• **PROMPT**:
Starting with the line that contains "of the blurred", reproduce each line through the end of the listing below, with no other output.

• **INPUT ROWS**:
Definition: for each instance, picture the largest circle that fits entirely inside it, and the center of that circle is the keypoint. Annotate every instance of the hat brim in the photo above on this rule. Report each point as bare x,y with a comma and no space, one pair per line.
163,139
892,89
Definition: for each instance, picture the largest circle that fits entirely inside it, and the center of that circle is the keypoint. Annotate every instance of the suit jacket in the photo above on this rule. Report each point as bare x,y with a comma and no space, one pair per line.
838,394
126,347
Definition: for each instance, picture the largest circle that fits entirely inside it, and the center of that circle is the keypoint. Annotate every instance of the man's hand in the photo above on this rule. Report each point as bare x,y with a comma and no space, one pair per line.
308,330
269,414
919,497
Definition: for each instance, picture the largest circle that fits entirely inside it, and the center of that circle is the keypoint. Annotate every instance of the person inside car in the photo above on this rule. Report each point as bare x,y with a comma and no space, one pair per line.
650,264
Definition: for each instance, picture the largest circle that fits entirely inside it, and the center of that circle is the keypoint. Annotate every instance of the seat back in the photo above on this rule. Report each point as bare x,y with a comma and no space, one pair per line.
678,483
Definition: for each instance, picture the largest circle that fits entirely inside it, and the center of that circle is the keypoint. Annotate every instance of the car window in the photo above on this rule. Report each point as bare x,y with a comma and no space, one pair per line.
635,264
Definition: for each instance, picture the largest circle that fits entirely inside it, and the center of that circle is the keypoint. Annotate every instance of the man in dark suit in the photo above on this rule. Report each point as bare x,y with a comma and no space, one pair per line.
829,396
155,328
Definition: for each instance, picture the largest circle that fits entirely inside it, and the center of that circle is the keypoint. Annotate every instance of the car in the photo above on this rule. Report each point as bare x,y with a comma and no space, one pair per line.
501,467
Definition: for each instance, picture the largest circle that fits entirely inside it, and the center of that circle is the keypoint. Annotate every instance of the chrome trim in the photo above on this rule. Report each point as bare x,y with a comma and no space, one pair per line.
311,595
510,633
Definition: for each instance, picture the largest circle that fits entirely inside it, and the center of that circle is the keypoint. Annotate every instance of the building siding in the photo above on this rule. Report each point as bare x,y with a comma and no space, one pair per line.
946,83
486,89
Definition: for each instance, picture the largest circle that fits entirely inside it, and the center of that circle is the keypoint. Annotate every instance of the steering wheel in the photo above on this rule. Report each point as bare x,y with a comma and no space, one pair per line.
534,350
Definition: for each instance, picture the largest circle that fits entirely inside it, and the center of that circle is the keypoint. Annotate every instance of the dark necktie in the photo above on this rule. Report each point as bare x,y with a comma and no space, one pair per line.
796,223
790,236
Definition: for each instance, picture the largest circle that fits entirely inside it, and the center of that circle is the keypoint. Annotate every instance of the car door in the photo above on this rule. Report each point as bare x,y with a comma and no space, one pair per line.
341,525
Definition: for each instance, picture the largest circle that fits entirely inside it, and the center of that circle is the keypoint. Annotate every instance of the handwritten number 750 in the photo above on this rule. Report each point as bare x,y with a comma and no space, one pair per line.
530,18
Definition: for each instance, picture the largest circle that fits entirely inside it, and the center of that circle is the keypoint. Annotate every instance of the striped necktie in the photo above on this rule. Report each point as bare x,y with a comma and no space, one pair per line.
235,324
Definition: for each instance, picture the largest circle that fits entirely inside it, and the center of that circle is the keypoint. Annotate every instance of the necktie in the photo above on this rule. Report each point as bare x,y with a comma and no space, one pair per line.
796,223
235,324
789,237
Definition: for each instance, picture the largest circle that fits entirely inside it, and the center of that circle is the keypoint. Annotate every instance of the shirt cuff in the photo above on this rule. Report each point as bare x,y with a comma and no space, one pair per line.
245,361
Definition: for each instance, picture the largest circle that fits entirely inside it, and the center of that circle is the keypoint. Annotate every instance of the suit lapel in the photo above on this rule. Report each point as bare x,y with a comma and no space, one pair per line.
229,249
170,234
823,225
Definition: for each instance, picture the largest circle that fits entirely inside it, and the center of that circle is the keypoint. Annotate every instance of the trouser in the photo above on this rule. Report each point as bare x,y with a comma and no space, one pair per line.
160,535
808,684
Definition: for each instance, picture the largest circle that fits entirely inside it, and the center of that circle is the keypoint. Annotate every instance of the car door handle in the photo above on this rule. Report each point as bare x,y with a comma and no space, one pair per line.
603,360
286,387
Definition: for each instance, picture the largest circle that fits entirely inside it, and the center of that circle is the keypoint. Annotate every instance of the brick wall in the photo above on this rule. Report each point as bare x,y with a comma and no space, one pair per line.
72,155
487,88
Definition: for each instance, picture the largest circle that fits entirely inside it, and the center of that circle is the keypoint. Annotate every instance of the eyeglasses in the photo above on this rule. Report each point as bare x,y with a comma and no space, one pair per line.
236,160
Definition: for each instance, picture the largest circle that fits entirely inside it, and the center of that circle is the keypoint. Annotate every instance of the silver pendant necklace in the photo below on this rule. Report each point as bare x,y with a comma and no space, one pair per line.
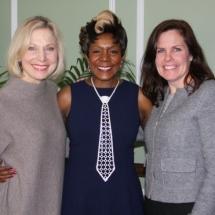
105,164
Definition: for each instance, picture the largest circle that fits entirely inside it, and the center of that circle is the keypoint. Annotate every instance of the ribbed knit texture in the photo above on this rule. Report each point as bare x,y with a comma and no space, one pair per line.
32,141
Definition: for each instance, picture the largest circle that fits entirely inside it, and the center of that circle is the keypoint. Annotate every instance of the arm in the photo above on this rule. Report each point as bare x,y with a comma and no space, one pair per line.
145,107
65,100
205,201
6,172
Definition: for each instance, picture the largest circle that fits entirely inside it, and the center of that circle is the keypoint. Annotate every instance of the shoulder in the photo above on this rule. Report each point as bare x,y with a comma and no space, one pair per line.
64,98
206,89
208,85
145,107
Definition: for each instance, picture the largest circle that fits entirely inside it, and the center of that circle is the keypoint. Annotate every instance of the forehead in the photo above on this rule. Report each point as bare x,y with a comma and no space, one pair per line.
105,39
170,36
42,34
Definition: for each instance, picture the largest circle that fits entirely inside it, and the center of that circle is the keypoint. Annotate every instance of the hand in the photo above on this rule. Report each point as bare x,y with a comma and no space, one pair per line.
6,172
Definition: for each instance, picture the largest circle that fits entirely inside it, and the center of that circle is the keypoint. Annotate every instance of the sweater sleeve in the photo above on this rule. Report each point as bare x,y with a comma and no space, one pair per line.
205,202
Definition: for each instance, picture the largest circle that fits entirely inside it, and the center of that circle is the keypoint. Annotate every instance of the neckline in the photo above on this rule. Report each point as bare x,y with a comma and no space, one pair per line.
98,88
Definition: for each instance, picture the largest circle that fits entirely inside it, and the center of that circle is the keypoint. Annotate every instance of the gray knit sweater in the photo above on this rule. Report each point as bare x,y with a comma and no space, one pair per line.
32,141
181,150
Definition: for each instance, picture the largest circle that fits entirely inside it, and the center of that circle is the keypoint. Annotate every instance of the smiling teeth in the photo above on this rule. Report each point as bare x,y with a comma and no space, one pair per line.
169,67
40,67
104,68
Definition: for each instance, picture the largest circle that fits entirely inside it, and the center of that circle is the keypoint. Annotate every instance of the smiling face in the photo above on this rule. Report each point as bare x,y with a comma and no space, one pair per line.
172,59
104,60
41,58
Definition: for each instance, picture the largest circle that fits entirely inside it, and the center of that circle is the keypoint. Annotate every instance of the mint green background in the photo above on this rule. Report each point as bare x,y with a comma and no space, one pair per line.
70,15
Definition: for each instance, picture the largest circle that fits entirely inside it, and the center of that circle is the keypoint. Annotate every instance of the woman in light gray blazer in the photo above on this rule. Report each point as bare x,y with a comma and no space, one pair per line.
180,134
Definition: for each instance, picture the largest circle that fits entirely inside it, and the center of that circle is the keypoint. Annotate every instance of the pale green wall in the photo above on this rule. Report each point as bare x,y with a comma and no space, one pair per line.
70,15
4,31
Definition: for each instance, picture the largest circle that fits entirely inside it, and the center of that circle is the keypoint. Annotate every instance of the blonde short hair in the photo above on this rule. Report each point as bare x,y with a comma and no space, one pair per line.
21,40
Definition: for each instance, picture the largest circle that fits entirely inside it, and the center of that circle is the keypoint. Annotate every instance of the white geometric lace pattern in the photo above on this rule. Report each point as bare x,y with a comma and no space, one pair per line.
105,165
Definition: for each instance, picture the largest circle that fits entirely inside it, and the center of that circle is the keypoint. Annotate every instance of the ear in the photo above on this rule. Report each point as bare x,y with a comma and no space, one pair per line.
86,58
190,58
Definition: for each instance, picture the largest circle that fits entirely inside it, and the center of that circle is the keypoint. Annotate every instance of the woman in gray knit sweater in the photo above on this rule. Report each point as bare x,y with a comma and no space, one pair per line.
180,135
32,129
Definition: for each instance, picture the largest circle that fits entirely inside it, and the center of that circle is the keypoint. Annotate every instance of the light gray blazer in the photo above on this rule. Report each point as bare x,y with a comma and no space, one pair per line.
181,150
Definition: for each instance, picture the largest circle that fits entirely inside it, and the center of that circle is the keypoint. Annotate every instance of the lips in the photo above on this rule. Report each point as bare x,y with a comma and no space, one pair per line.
40,67
169,67
104,68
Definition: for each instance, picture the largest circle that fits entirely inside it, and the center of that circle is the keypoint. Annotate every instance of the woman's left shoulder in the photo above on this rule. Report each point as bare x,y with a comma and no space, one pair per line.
208,85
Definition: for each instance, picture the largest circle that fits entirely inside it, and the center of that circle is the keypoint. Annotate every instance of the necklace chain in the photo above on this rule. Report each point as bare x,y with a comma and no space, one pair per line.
105,164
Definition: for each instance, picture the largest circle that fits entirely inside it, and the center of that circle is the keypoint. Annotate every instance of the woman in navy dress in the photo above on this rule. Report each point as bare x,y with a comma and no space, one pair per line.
100,177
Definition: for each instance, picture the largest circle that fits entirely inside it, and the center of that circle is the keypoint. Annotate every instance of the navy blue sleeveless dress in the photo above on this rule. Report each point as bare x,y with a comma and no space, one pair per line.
85,192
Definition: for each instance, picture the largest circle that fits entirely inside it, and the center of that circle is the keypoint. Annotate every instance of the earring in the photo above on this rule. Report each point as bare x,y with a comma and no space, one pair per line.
20,66
88,66
120,65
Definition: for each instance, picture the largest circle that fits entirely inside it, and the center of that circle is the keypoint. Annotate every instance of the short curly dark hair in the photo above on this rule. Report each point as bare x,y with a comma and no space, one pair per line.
105,22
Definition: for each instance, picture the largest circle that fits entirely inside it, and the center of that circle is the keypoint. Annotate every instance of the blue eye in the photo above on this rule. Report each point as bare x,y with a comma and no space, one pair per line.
31,48
114,52
49,48
177,49
160,50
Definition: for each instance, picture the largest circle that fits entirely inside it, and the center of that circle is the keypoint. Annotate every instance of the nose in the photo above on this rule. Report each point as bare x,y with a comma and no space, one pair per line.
105,56
41,55
168,56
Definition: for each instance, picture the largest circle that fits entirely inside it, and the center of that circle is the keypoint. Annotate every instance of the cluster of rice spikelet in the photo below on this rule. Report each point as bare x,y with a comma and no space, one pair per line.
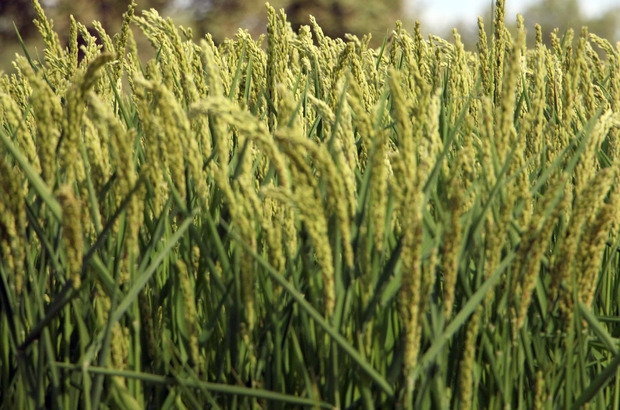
310,216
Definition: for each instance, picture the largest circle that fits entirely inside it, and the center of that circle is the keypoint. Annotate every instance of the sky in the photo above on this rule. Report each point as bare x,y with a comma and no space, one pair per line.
443,13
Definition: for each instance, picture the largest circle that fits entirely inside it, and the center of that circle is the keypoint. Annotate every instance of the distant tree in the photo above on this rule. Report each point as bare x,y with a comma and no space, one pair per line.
18,12
550,14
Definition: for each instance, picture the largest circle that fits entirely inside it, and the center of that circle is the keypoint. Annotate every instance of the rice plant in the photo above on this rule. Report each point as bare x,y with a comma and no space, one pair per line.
297,221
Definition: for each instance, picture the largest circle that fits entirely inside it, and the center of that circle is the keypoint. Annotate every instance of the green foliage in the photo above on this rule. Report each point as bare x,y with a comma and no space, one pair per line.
315,224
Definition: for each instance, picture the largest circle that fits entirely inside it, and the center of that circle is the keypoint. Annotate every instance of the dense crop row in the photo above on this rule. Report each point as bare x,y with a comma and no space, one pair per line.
301,221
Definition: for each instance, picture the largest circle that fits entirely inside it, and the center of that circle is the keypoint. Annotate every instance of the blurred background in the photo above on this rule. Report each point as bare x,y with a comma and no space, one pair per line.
222,18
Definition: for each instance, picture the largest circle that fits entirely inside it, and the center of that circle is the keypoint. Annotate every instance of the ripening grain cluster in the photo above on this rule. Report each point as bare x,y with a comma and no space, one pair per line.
296,221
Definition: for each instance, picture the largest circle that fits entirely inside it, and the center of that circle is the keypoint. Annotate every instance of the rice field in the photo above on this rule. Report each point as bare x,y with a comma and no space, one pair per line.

• **SOLUTION BELOW**:
Definition: for each instance, picture the largest circle that fits entirely inside it, and the center of that circle is the keypoint. Annotate every instance of the blurred background in the photo above on this rule. Report each point as bare x,y with a comma and no space, one pair per line.
222,18
Definition: for each instance, picture the largest circle that fits entirely inside it, and the center of that circle is the keypoint. Annotate every instance of the ripening grain cluster in the photo above on this rule. Report each point as bare x,y with a comma and no space, one pair per line.
296,221
Definition: for each instance, picture the largest circle that fits entirely inside it, and the center of that circle is the keypoint. Annotate every instance of the rice field in the photo above on this rule. Report each point as bare x,y with a comma and no space, one pair per line.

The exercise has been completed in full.